INSTRUÇÕES:
- 1) Liste, na ordem em que aparecem no trecho da página, todas as palavras que começam por "conscien", indicando para cada uma a expressão em que ocorre.
- 2) Responda com base no trecho da página:
(a) Na reformulação do argumento, quem poderia pensar que redes neurais têm consciência?
(b) O que, segundo o autor, é preciso entender antes de discutir se computadores podem ser conscientes?
(c) No exemplo das aeronaves, que conhecimentos alguém poderia usar para argumentar que o homem não pode voar como os pássaros?

TRECHO DA PÁGINA:
▶
Não sei nem onde começar refutar isso..

Deixa eu reformular seu argumento: "não existe possibilidade de redes neurais terem consciência, só quem não sabe como funciona um neurônio pode pensar assim. "

Seria esse seu argumento? Ou você acredita em almas? :)

Agora sério: antes de discutirmos se computadores podem ou não ser conscientes é preciso entendermos que diabos é o fenômeno
da consciência.

Vou lhe dar um exemplo: digamos que aeronaves mais pesadas que o ar ainda não tivessem sido inventadas.
Alguem poderia argumentar, usando seu conhecimento de fisiologia e aerodinâmica, que é impossível o homem voar como os pássaros.
E é mesmo: para que um humano, mesmo pequeno, pudesse voar batendo asas usando sua força muscular, as asas teriam que
ser tão grandes que isso tornaria humanamente impossível esse tipo de voo.
◀
REGISTROS EXTRAÍDOS:
▶
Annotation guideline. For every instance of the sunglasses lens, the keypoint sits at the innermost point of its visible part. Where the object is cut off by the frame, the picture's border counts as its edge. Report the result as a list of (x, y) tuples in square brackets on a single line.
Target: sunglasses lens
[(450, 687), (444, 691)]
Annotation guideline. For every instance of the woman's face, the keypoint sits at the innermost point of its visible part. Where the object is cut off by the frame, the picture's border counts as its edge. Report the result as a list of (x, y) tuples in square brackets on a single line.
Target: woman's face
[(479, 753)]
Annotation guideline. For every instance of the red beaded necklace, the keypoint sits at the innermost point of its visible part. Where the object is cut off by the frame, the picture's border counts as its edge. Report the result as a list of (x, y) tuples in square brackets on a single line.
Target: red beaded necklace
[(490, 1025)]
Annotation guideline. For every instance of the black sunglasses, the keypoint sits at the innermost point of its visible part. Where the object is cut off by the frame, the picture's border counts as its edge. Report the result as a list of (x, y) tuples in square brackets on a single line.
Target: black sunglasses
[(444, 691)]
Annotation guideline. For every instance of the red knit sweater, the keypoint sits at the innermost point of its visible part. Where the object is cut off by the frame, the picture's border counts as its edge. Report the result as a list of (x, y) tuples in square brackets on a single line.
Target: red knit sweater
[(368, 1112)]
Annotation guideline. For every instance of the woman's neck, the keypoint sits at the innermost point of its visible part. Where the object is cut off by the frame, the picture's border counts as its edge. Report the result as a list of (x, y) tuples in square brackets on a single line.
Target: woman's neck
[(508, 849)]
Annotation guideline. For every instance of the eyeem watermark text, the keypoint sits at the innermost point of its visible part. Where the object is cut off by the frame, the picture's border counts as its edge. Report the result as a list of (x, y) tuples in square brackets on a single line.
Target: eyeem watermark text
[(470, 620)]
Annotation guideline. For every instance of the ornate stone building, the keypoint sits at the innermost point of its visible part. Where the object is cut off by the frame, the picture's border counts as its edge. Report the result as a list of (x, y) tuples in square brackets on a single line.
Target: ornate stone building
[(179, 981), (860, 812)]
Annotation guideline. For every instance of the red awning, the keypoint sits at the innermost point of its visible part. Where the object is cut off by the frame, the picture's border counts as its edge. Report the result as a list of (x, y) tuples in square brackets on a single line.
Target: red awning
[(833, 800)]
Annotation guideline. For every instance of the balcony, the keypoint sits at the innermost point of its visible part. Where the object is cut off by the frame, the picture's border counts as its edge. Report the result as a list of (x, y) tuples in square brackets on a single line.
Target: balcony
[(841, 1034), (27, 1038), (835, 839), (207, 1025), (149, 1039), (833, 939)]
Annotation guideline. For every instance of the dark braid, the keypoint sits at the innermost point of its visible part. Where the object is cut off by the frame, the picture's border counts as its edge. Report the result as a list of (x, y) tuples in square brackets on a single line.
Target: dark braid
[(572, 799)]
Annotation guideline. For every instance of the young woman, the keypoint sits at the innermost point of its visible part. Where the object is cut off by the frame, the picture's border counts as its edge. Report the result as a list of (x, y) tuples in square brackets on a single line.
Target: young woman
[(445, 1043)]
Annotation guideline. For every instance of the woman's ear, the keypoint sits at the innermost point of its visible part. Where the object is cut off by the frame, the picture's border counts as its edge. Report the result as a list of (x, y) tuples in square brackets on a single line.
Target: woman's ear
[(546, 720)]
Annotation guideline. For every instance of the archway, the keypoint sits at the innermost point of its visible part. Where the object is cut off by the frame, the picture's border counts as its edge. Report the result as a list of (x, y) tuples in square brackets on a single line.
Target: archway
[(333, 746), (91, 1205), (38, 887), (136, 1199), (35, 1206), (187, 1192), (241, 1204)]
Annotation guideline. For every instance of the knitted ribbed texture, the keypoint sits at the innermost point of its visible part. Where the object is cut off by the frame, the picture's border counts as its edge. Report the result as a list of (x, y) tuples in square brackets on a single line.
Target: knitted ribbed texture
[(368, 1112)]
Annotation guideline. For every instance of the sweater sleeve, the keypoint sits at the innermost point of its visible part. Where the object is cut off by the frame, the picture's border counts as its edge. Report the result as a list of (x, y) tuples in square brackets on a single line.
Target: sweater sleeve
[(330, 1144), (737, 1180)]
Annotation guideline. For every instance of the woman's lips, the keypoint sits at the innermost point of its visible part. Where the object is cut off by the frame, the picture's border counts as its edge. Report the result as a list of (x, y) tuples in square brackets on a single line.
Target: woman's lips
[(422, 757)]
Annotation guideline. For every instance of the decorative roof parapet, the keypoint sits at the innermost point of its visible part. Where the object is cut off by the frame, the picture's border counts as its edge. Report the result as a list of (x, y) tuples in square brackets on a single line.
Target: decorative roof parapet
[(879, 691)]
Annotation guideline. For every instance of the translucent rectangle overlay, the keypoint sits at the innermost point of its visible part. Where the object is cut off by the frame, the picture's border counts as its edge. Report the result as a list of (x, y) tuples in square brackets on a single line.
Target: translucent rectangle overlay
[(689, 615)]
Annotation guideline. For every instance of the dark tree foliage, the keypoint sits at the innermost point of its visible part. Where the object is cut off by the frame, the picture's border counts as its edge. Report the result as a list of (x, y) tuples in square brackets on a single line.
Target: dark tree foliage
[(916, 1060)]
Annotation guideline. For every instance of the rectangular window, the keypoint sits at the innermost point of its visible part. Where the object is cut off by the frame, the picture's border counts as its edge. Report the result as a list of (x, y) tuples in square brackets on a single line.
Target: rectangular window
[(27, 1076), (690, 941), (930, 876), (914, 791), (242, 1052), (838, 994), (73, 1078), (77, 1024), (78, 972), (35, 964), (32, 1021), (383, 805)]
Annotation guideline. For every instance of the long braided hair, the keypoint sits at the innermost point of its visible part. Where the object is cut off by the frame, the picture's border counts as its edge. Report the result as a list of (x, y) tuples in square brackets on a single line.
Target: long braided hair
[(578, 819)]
◀
SOLUÇÕES COMENTADAS:
- 1)
1. "consciência", em "redes neurais terem consciência"
2. "conscientes", em "podem ou não ser conscientes"
3. "consciência", em "o fenômeno da consciência"

- 2)
(a) Só quem não sabe como funciona um neurônio.
(b) É preciso entender o que é o fenômeno da consciência.
(c) Conhecimentos de fisiologia e aerodinâmica.